— start of Page extract —

Theotônio dos Santos Junior (Carangola, 11 November 1936  Rio de Janeiro, 27 February 2018) was a Brazilian economist. He was one of the formulators of the Dependency Theory and supported the World-System theory.

Dos Santos had a bachelor's degree in sociology and politics in public administration from the Federal University of Minas Gerais and a master's degree in political science from the University of Brasília. He received the title of notório saber (equivalent to a doctorate) in economics from the Federal University of Minas Gerais and the Fluminense Federal University. At the latter of which he was Professor Emeritus. He coordinated for both the UNESCO Chair in Cultural Policies and Cooperation and the United Nations University in global economy and sustainable development.

He was a professor at the Universities of Brasília, Nacional Autónoma de México, Northern Illinois, New York State, Catholic University of Minas Gerais, Rio de Janeiro, Bennett Institute of Rio de Janeiro, and Federal University of Minas Gerais.

Dos Santos' most notable contributions to the fields of economy and social sciences are his general formulation of the concept of dependency, the periodization of the many phases of dependency throughout the history of capitalistic society, as well as the characterization of the internal dependent structures and the definition of the reproductive mechanisms of said dependency. He also worked in the Theory of Economic Cycles, the long term dynamics of capitalism, and the world-systems theory. He also formulated the concept of "Planetary Civilization".

— end of Page extract —
— start of Supplied material —

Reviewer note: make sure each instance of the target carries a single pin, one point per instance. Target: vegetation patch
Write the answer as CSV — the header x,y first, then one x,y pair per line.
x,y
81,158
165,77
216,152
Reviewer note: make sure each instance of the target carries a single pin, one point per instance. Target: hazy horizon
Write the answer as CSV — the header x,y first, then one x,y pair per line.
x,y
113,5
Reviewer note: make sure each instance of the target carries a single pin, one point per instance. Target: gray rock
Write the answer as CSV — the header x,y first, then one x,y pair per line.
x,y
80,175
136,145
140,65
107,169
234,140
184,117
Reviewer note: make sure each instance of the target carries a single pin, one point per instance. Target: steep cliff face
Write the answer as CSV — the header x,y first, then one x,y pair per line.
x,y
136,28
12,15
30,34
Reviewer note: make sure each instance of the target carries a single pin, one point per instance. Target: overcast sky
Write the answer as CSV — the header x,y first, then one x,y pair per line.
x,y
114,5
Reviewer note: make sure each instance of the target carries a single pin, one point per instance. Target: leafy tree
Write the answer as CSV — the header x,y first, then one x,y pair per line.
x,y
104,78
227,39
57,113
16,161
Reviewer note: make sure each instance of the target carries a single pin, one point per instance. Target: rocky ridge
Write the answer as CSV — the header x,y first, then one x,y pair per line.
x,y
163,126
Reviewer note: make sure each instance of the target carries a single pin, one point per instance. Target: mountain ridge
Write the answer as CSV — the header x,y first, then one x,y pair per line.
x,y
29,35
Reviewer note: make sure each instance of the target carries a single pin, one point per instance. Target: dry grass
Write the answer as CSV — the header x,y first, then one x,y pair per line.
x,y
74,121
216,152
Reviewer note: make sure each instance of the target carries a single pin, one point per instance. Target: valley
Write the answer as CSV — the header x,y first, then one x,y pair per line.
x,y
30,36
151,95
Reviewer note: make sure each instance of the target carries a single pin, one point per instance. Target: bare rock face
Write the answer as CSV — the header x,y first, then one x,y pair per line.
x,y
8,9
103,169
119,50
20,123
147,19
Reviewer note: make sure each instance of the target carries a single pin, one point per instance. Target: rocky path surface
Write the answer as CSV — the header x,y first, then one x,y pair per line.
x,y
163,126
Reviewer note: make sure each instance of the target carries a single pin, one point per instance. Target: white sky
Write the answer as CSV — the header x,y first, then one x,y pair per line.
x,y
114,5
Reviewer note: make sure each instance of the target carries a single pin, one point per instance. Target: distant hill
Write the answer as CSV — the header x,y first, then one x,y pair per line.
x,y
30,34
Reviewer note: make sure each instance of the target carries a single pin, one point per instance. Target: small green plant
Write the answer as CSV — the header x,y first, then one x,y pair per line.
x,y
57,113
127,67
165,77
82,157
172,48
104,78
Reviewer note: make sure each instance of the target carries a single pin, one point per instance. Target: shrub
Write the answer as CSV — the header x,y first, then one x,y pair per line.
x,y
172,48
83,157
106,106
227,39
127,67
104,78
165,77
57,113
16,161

— end of Supplied material —

• Request A
Duplicate the passage of the Theotônio dos Santos biography starting at "Dos Santos had" and ending at "of Minas Gerais.".
• Request B
Pick out every line of the entries that contains the string "ridge", matching case exactly.

• Correct result A
Dos Santos had a bachelor's degree in sociology and politics in public administration from the Federal University of Minas Gerais and a master's degree in political science from the University of Brasília. He received the title of notório saber (equivalent to a doctorate) in economics from the Federal University of Minas Gerais and the Fluminense Federal University. At the latter of which he was Professor Emeritus. He coordinated for both the UNESCO Chair in Cultural Policies and Cooperation and the United Nations University in global economy and sustainable development.

He was a professor at the Universities of Brasília, Nacional Autónoma de México, Northern Illinois, New York State, Catholic University of Minas Gerais, Rio de Janeiro, Bennett Institute of Rio de Janeiro, and Federal University of Minas Gerais.

• Correct result B
Reviewer note: make sure each instance of the target carries a single pin, one point per instance. Target: rocky ridge
Reviewer note: make sure each instance of the target carries a single pin, one point per instance. Target: mountain ridge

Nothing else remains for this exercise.